■ **INFORMATION SUPPLIED**
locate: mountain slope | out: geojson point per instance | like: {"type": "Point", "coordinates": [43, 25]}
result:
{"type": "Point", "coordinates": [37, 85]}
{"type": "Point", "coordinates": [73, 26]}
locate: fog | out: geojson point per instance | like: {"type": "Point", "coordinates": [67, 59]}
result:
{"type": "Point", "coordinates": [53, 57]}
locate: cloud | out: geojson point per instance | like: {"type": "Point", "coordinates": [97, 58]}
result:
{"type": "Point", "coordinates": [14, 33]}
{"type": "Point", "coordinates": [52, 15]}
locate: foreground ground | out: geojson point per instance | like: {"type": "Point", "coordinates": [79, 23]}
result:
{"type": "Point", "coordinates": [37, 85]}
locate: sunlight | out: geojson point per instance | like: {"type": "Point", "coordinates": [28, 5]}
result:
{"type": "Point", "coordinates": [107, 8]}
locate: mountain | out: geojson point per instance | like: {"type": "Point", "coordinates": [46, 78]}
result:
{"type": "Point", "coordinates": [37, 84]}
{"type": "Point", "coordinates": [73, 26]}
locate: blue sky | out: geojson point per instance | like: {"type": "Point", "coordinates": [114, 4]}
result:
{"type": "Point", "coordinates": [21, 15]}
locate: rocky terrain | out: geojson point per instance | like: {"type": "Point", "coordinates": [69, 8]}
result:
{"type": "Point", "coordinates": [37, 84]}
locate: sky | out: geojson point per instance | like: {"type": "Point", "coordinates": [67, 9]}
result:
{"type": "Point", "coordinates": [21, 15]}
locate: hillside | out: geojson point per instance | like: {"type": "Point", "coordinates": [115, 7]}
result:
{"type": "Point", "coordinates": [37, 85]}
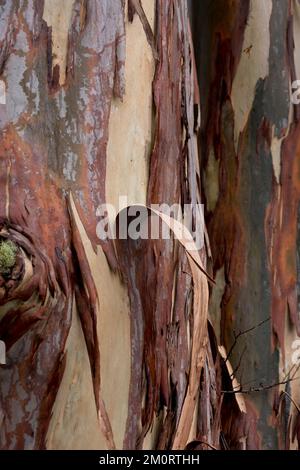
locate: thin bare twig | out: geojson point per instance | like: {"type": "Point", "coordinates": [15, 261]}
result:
{"type": "Point", "coordinates": [241, 333]}
{"type": "Point", "coordinates": [261, 388]}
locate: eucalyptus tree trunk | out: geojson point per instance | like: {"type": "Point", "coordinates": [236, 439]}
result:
{"type": "Point", "coordinates": [115, 343]}
{"type": "Point", "coordinates": [247, 55]}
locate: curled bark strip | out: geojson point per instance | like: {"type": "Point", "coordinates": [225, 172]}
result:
{"type": "Point", "coordinates": [140, 320]}
{"type": "Point", "coordinates": [87, 304]}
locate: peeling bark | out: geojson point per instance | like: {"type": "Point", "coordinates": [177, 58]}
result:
{"type": "Point", "coordinates": [231, 142]}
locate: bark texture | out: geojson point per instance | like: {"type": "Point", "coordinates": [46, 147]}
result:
{"type": "Point", "coordinates": [117, 345]}
{"type": "Point", "coordinates": [247, 57]}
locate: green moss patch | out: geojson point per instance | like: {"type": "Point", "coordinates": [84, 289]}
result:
{"type": "Point", "coordinates": [8, 256]}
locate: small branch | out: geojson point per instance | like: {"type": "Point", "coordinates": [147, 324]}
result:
{"type": "Point", "coordinates": [261, 388]}
{"type": "Point", "coordinates": [292, 400]}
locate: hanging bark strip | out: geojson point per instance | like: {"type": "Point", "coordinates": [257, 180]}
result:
{"type": "Point", "coordinates": [250, 172]}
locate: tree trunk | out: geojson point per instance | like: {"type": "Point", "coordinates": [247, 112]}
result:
{"type": "Point", "coordinates": [128, 343]}
{"type": "Point", "coordinates": [247, 58]}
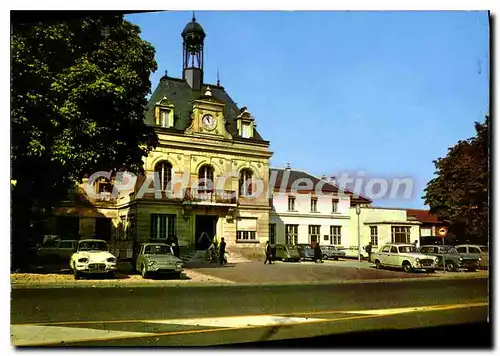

■ **TASK DETAILS**
Retype the lines above, starting at the line containing "locate: hanging bark" and continuing through the final line of the entries. Omit the pictures.

■ **REPLY**
locate: hanging bark strip | out: geojson point per instance | like: {"type": "Point", "coordinates": [257, 180]}
result:
{"type": "Point", "coordinates": [250, 172]}
locate: tree trunk | out: geojson point per instance | like: {"type": "Point", "coordinates": [247, 112]}
result:
{"type": "Point", "coordinates": [128, 343]}
{"type": "Point", "coordinates": [247, 58]}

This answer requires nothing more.